EXERCÍCIO PROPOSTO 1
Segundo o texto sobre a Patagônia-Aysén, quanto tempo leva o voo de Santiago até o Aeroporto de Balmaceda?
EXERCÍCIO PROPOSTO 2
No texto sobre a Patagônia-Aysén, reescreva o trecho entre "Patagônia-Aysén, guarde bem" e "de turismo locais.", inclusive, trocando "Santiago" por "Valparaíso".
EXERCÍCIO PROPOSTO 3
Traduza para o inglês esta frase do texto sobre a Patagônia-Aysén: "Amantes da pesca esportiva vão se divertir nos lagos da Patagônia-Aysén e sua profusão de peixes de tamanhos inacreditáveis."
==== TEXTO SELECIONADO ====
Chile revela a incrível Patagônia-Aysén

Os destinos chilenos estão em alta. Desde o Deserto de Atacama até a Patagônia Sul, na orla do Estreito de Magalhães e quase caindo do mapa, as belezas deste país são cada dia mais procuradas por brasileiros.

Mas há ainda um pedaço deste país que poucos conhecem, inclusive os próprios chilenos. É a chamada Patagônia-Aysén que é cruzada de lado a lado pela Carretera Austral, mais de 700 quilômetros onde há regiões que o Chile chega a ter exíguos 40 quilômetros de comprimento, comprimidos entre os Andes e o Pacífico, com a cordilheira praticamente beijando o oceano.

Ela só pode ser descoberta de carro ou em programas pré-organizados. Não há ainda ônibus nem outro meio que faça um recorrido por estas paisagens incríveis. Mochila e carona? Esqueça.

Os veículos que por dia passam aí se contam nos dedos de uma mão, com sorte das duas, salvo no verão. Percorrê-la é um bom desafio, não porque a estrada seja perigosa ou ruim, mas porque a logística precisa ser muito bem planejada e o piloto, bom e experiente em estradas de terra e cascalho.

É uma espécie de rali pessoal, em que os tempos entre povoado e povoado, e claro as paradas para admirar a paisagem, devem calçar perfeitamente. Caso contrário vai dormir no carro e, é bom avisar: as noites podem ter temperaturas abaixo de zero.

“Mas ir fazer o que lá?”, se perguntará o caro leitor. Bem, a resposta pode ser como a do sir Edmund Hillary, quando lhe perguntaram sua razão de subir o Everest: porque está lá…

A Patagônia-Aysén tem muito mais atrativos que subir nessa mítica montanha. É uma sinfonia de paisagens das mais diversas e espetaculares: montanhas nevadas, pampas, cachoeiras, milhares de ilhas, lagos, rios, geleiras, vales profundos, matas impenetráveis e uma enorme diversidade de animais.

Amantes da pesca esportiva vão se divertir nos lagos da Patagônia-Aysén e sua profusão de peixes de tamanhos inacreditáveis.

Patagônia-Aysén, guarde bem este nome, pois logo será tão conhecido e incitante como é Atacama e a própria Patagônia Sul. Nossa intenção não é escrever um guia detalhado da viagem, até porque estamos numa das regiões mais extensas e vastas do Chile.

Se deseja isso, há o excelente Guia Turistel Sur de Chile, algo que todo viajante deve comprar assim que pisar em Santiago. Será de grande ajuda. Queremos só traspassar as impressões e dar dicas do que achamos mais interessante no caminho, deixando muitos quilômetros para você mesmo descobrir e se surpreender.

O melhor é optar por programa de operadoras locais

O vôo de Santiago até o Aeroporto de Balmaceda, no coração da Patagônia-Aysén, se faz em pouco mais de duas horas. Depois de várias viagens feitas à região descobrimos que a melhor forma de conhecê-la é optar pelos programas organizados por operadores de turismo locais.

A outra é alugando uma caminhonete, com um bom mapa na mão e dinheiro vivo para gastar em muita gasolina. E, claro, sempre viajar com um latão cheio amarrado na caçamba, porque postos de gasolina são raros na estrada e, nos povoados onde se pode achar o combustível, cartão de crédito nem se cogita.
==== LINHAS FORNECIDAS ====
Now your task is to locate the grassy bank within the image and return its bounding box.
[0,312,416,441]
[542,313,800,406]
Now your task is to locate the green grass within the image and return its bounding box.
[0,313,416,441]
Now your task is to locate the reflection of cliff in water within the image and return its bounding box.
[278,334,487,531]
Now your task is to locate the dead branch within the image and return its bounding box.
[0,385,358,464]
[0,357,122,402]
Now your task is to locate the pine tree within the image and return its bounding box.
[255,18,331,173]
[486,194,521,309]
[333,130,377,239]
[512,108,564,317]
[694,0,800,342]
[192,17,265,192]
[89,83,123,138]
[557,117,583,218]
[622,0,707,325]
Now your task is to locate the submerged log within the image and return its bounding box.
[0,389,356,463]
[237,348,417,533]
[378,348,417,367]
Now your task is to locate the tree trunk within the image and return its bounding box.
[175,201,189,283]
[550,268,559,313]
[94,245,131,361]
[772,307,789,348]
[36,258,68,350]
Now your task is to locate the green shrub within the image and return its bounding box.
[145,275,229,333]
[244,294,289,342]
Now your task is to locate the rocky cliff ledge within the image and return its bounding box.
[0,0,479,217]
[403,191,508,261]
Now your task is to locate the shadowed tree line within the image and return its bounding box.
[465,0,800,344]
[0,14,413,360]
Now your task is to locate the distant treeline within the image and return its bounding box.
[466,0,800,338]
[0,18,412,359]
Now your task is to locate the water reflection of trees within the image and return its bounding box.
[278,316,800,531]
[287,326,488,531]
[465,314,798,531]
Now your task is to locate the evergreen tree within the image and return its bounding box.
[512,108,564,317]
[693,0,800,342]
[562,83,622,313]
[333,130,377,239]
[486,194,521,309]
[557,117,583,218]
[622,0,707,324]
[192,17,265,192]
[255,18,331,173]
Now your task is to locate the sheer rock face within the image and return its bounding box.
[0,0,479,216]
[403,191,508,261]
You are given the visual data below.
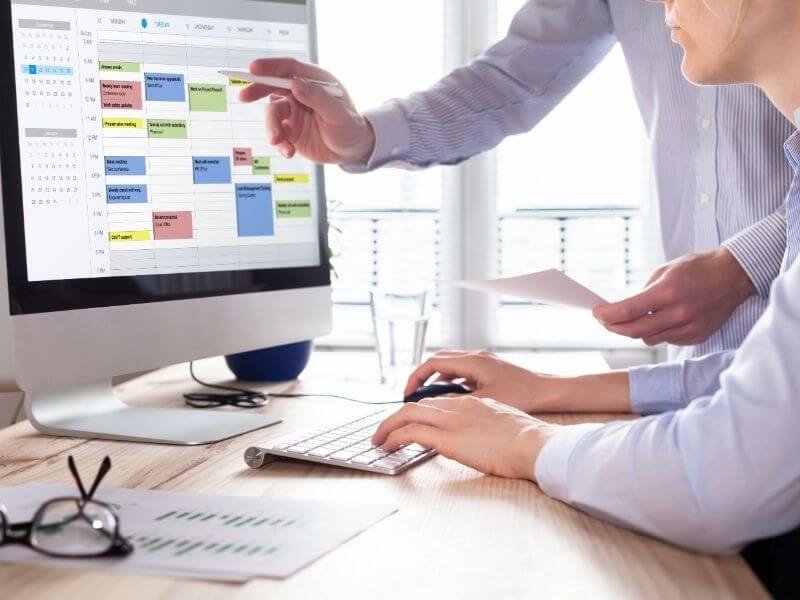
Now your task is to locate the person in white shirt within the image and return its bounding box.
[373,0,800,597]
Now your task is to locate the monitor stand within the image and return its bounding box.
[25,380,281,446]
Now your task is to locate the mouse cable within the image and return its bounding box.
[183,361,402,409]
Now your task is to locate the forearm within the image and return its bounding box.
[528,371,631,414]
[535,263,800,554]
[629,350,736,415]
[344,0,614,172]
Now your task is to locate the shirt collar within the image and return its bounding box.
[783,122,800,173]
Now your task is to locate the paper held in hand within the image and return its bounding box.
[446,269,607,310]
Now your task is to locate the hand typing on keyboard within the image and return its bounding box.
[245,410,434,475]
[372,396,559,479]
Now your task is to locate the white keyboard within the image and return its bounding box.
[244,410,435,475]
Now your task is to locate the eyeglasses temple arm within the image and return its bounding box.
[84,456,111,500]
[67,455,88,500]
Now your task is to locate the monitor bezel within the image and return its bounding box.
[0,0,331,315]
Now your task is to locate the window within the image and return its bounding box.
[317,0,658,347]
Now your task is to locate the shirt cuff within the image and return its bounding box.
[534,423,604,502]
[628,363,686,415]
[722,212,786,298]
[342,101,411,173]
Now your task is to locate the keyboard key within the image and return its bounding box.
[286,444,318,454]
[389,448,422,462]
[353,452,381,465]
[270,437,304,450]
[370,457,404,469]
[328,450,360,460]
[403,444,430,452]
[308,446,337,458]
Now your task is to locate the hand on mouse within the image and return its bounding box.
[404,350,562,413]
[372,396,560,480]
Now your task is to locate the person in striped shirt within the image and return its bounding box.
[241,0,791,364]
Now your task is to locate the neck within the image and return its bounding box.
[755,27,800,128]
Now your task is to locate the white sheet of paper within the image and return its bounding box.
[0,484,396,581]
[446,269,606,310]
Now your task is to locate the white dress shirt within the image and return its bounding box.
[535,126,800,554]
[345,0,792,360]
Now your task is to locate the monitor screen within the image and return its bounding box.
[3,0,327,312]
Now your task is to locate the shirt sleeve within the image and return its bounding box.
[343,0,615,172]
[535,255,800,554]
[628,350,736,415]
[722,208,786,298]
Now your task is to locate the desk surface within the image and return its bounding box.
[0,353,766,600]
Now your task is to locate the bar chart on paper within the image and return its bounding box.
[14,5,321,280]
[0,484,395,581]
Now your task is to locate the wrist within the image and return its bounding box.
[713,246,758,304]
[525,372,575,413]
[354,117,375,166]
[512,421,560,481]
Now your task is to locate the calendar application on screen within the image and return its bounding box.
[12,0,320,281]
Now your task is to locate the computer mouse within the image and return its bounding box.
[403,381,472,402]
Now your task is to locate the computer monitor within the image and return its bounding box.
[0,0,331,444]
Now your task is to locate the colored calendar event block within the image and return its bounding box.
[236,183,275,237]
[192,156,231,184]
[108,231,151,242]
[153,210,194,240]
[144,73,186,102]
[275,173,311,183]
[106,184,147,204]
[253,156,272,175]
[275,200,311,219]
[103,117,144,129]
[100,60,142,73]
[189,83,228,112]
[147,119,189,140]
[106,156,147,177]
[100,80,142,110]
[233,148,253,167]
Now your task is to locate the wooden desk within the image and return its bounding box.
[0,353,766,600]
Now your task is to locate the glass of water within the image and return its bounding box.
[370,290,428,385]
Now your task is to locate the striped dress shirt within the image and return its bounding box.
[345,0,792,380]
[535,126,800,558]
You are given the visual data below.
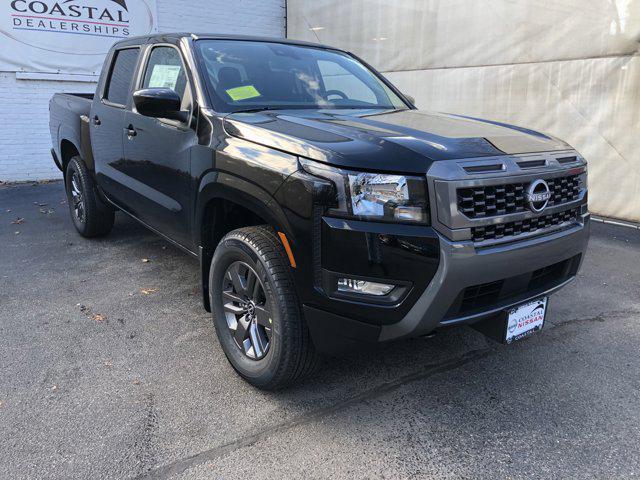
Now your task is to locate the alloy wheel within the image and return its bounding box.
[222,261,273,360]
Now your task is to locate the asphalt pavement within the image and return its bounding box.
[0,182,640,480]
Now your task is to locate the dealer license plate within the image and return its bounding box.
[505,297,547,343]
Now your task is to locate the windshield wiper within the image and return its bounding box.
[229,105,286,115]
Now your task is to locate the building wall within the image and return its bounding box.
[287,0,640,221]
[0,0,285,181]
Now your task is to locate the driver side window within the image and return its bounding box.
[142,47,191,112]
[318,60,377,103]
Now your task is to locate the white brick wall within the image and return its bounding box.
[0,0,285,181]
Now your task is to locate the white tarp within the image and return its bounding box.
[287,0,640,221]
[0,0,157,75]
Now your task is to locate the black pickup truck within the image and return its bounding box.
[50,34,589,388]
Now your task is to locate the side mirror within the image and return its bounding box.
[133,88,185,121]
[403,93,416,107]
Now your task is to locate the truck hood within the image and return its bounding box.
[224,110,571,173]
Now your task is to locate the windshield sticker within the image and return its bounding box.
[149,65,182,90]
[225,85,261,102]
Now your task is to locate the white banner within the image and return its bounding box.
[0,0,158,75]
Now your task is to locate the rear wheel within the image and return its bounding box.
[209,226,319,389]
[65,156,115,238]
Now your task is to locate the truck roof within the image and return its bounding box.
[114,32,340,50]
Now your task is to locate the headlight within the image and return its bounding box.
[300,160,429,224]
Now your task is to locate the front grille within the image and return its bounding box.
[471,208,580,242]
[445,255,580,319]
[457,175,580,218]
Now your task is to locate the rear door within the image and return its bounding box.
[90,46,140,205]
[123,43,198,249]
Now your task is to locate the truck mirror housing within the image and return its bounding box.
[133,88,184,120]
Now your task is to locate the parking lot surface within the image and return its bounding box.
[0,182,640,480]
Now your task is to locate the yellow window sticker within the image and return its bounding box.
[226,85,261,102]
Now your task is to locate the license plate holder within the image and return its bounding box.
[503,297,548,343]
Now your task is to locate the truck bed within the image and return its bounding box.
[49,93,94,170]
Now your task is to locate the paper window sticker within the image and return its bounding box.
[149,65,182,90]
[226,85,261,102]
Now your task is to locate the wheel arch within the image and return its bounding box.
[193,172,292,311]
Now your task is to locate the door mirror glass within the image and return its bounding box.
[133,88,186,121]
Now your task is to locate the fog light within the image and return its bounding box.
[338,278,395,296]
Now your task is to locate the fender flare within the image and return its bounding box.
[192,172,292,312]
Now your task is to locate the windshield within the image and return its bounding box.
[196,40,407,112]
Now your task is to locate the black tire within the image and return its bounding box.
[64,156,115,238]
[209,226,319,390]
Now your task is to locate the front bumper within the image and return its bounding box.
[379,214,589,341]
[301,151,589,351]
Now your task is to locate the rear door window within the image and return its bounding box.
[104,48,140,105]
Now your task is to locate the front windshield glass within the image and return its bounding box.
[196,40,407,112]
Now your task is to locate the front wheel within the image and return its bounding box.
[65,156,115,238]
[209,226,318,390]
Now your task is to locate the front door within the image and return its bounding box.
[123,45,198,250]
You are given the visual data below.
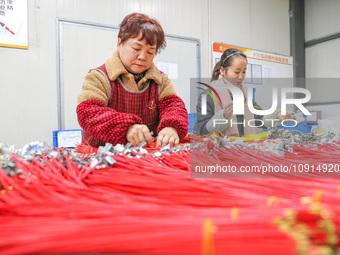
====
RESULTADO CORRETO 1
Pouco mais de duas horas.

RESULTADO CORRETO 2
Patagônia-Aysén, guarde bem este nome, pois logo será tão conhecido e incitante como é Atacama e a própria Patagônia Sul. Nossa intenção não é escrever um guia detalhado da viagem, até porque estamos numa das regiões mais extensas e vastas do Chile.

Se deseja isso, há o excelente Guia Turistel Sur de Chile, algo que todo viajante deve comprar assim que pisar em Valparaíso. Será de grande ajuda. Queremos só traspassar as impressões e dar dicas do que achamos mais interessante no caminho, deixando muitos quilômetros para você mesmo descobrir e se surpreender.

O melhor é optar por programa de operadoras locais

O vôo de Valparaíso até o Aeroporto de Balmaceda, no coração da Patagônia-Aysén, se faz em pouco mais de duas horas. Depois de várias viagens feitas à região descobrimos que a melhor forma de conhecê-la é optar pelos programas organizados por operadores de turismo locais.

RESULTADO CORRETO 3
Sport fishing lovers will have fun in the lakes of Patagonia-Aysén and their profusion of fish of unbelievable sizes.